• [EXERCICE COURT 1]
Dans l'extrait sur les soldats rentrés de l'armée du Rhin, de quelles armes la grande majorité des mobiles et des mobilisés disposait-elle ?
• [EXERCICE COURT 2]
Reprenez le texte sur les soldats rentrés de l'armée du Rhin et poursuivez-le à partir de sa dernière phrase.

Un certain nombre d’officiers échappés aux catastrophes de l’armée du Rhin étaient parvenus à rentrer en France par la Belgique? 5 ou 6,000 hommes, sous-officiers et soldats, étaient rentrés en même temps; mais, si les officiers étaient excellens et animés des meilleures dispositions, il n’en était pas de même de la plupart des soldats. Démoralisés par leurs défaites et par de vieilles habitudes d’indiscipline, ils se traînaient dans les villes et les villages, mendiant de porte en porte, s’enivrant et prêchant la haine de leurs chefs, « ces traîtres, disaient-ils, qui à l’armée du Rhin les avaient vendus[1]. » Les mobiles et les mobilisés se conduisaient généralement bien, et ne donnaient point de pareils scandales; mais, au lieu de perfectionner leur instruction militaire, ils passaient leur temps à jouer au billard et aux cartes; leurs officiers, nommés à l’élection, n’étaient que trop souvent les premiers à donner l’exemple du désœuvrement. La grande majorité n’avait que des fusils à piston, ancien modèle, souvent sans baïonnette, et, sauf les braconniers et les chasseurs, la plupart ne savaient pas même charger leurs armes. Ils ne tiraient à la cible que dans quelques bataillons commandés par des officiers d’élite, et nous pourrions citer des compagnies auxquelles on a fait brûler leur première cartouche quinze jours après l’armistice.

• [LISTE FOURNIE]

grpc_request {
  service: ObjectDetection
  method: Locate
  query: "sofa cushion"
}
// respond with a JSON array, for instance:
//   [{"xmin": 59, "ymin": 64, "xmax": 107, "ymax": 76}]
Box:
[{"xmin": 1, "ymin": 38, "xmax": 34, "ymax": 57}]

• [RÉPONSE ATTENDUE 1]
De fusils à piston, ancien modèle, souvent sans baïonnette.

• [RÉPONSE ATTENDUE 2]
  1. Les faits que. nous rapportons ici sont consignés dans un livre publié il y a peu de temps sons ce titre : Opérations de l’armée française du nord, 1 vol. in-18; Paris 1873. Ce livre, accompagné de pièces justificatives et rempli de renseignemens, a pour auteur un officier d’état-major qui a fait toute la campagne.